PROVIDED PASSAGE:

- - -

I once thought I was a highly abstract thinker. Then I read that the difference between concrete and abstract thought is very "domain" specific. So if you are a concrete thinker but your mind is usually floating off somewhere else thinking about politics "politics" becomes more concrete than things in the here and now. I guess you could say I'm good at one-directional abstract thinking i.e. using politics to relate things that aren't in politics. I even tend to relate it to social situations. That's helpful in some ways, but over the years since politics is 100 times more serious than regular social relationships I wound up taking everything too seriously and became overconcerned with everyone's opinions if they disagreed, because everything is insanely easy to relate to politics. Now that I've moved from figuring out how society should be to figuring out how to actually get it there(how to persuade it) things have been going a lot easier and it's sunk in more that this persuasion is going to be at a much wider scale, so if someone holds a belief I disagree with I don't need to feel upset.
Verdandi
Veteran
Joined: 7 Dec 2010
Age: 55
Gender: Female
Posts: 12,275
Location: University of California Sunnydale (fictional location - Real location Olympia, WA)
Resurrecting to add:
I have a lot of conceptual thought that isn't precisely linked to language as well. That is, I think in sensory terms (visual, audio, scent, etc) and without language to attach directly to my thoughts I start going off into thoughts that I have no language for, or that if I have language for it, I have difficulty assembling it into language. This was becoming apparent with my therapist as she was pushing me to discuss things I could visualize but not describe, and it was taking me a lot of energy (as it often does) for me to translate concepts into language, especially in a real time, synchronous exchange. I've had similar problems on multiple occasions and even have issues with writing things out.

- - -

SOURCE MATERIAL:

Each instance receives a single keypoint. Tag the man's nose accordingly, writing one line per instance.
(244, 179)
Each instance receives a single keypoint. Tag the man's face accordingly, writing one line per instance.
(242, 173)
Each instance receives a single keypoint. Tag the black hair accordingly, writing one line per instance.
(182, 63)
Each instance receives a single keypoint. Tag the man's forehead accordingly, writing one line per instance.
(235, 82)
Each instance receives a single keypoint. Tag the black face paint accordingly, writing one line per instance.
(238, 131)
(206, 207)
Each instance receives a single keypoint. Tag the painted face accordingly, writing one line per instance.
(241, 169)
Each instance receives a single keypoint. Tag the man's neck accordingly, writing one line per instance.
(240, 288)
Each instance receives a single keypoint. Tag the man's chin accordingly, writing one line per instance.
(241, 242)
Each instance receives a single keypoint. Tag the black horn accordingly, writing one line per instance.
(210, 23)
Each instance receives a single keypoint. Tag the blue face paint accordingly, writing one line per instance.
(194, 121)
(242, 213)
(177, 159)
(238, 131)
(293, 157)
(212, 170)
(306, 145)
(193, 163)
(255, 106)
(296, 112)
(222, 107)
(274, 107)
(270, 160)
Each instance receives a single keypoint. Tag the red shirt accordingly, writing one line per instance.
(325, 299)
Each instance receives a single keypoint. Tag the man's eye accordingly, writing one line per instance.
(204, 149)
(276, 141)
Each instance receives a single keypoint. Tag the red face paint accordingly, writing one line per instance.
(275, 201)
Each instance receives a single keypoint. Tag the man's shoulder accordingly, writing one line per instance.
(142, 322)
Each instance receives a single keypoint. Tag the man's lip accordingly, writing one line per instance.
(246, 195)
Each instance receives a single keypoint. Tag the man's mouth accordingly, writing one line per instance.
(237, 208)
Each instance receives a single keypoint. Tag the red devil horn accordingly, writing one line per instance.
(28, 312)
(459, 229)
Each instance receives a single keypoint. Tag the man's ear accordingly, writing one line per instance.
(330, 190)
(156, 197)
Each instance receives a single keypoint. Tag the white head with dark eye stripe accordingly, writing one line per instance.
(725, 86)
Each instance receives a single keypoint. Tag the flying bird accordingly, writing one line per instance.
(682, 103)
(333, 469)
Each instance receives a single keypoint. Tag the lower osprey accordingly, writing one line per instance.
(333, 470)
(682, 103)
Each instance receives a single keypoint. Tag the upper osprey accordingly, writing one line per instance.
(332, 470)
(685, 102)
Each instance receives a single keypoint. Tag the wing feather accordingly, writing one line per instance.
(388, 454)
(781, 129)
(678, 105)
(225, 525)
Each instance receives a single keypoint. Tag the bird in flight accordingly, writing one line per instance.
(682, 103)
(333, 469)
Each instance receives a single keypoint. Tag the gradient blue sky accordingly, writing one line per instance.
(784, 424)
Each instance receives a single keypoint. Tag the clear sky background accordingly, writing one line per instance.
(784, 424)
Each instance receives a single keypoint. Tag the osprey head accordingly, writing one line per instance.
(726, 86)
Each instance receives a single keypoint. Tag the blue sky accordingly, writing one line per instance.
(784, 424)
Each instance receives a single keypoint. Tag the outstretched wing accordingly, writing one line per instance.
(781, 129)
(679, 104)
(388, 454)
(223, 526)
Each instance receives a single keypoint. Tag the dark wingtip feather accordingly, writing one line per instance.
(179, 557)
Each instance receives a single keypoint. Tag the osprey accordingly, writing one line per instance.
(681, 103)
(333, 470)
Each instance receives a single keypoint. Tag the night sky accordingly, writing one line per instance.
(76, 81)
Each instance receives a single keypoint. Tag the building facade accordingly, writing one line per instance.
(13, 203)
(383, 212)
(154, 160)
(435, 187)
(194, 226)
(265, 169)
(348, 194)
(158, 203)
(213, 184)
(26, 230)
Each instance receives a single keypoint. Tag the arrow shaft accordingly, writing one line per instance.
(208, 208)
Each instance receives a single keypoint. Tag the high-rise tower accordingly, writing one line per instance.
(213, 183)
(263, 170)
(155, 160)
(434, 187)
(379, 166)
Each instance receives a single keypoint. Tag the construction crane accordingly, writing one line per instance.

- - -

REQUIREMENT: Resume the forum discussion of abstract and concrete thinking, starting right after its final sentence.

RESULT:
These aren't necessarily abstract things, either. Just things I can't describe. I've found when I get the words to describe them, or perhaps prompts to start describing them, I can go on for thousands of words because these are things that have been in my mind for years or decades without having the language to tie them to language until that point.
This isn't the same as the sensory thinking described in the OP, however, as I have thoughts beyond what I am perceiving.
Really, I haven't seriously thought about this in any detail before now because, well, I tended to not analyze a lot of things closely, but it seems like I have levels/layers of thought that are connected to or disconnected from language, concepts, etc, and move between them depending on what I'm doing at the time. I think I am generally more comfortable at the conceptual without language level, but can drop to the no concept/sensing level on occasion, and spend a lot of time with language because I am always on the internet or reading a book. When I'm gaming or doing something else I can hyperfocus on I tend to drop down to the conceptual level even though language may also be at work. I am not actually sure that language is actually ever dominant so much as more prominent.